__GIVEN REQUEST__. Show every line of the rows below that contains the word "embankment". Copy each such line in full.

__Excerpts from segmentation records__.
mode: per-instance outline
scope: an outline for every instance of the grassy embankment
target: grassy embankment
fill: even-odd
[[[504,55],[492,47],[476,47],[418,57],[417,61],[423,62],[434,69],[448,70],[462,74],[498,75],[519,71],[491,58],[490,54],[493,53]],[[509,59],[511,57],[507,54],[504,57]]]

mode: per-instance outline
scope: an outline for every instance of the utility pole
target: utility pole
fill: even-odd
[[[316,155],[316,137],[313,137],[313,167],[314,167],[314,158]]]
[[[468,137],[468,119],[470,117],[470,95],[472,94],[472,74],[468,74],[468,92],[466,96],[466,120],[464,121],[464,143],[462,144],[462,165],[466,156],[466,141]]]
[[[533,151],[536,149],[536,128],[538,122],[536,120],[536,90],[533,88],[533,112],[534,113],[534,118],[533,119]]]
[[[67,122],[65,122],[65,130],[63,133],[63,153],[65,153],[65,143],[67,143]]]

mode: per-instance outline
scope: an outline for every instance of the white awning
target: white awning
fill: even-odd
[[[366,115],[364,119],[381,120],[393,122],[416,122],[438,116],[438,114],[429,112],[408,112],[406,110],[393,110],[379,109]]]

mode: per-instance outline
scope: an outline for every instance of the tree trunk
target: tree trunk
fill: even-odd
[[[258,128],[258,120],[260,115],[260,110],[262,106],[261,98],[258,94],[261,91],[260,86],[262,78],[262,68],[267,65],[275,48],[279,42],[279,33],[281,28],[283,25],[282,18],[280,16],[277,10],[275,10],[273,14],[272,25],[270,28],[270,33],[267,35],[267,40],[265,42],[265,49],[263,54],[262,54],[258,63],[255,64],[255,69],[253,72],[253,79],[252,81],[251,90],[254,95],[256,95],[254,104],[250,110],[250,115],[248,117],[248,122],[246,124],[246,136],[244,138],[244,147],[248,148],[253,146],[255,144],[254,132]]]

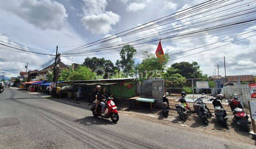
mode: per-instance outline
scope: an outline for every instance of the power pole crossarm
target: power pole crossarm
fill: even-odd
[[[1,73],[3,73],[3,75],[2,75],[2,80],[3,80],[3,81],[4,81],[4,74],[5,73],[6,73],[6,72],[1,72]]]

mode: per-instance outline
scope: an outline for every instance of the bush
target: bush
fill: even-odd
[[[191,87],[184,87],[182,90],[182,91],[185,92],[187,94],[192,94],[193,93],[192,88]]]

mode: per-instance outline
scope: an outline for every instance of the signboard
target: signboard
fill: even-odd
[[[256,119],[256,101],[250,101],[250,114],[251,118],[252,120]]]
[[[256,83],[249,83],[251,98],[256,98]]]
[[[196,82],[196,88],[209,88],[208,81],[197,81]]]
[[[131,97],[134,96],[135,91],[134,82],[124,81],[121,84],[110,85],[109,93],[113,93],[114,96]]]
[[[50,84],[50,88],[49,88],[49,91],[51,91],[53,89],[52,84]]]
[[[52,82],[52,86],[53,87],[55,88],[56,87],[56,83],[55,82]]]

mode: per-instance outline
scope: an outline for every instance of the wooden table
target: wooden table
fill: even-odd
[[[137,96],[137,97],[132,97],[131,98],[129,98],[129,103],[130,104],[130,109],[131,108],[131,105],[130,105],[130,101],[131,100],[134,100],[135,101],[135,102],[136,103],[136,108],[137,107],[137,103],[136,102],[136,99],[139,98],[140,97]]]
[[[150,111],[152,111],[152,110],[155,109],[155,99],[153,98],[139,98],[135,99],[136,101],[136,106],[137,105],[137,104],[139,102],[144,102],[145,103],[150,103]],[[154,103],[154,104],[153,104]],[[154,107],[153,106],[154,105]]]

__FULL OUTPUT__.
scope: an outline for every instance of the grassy embankment
target: grassy embankment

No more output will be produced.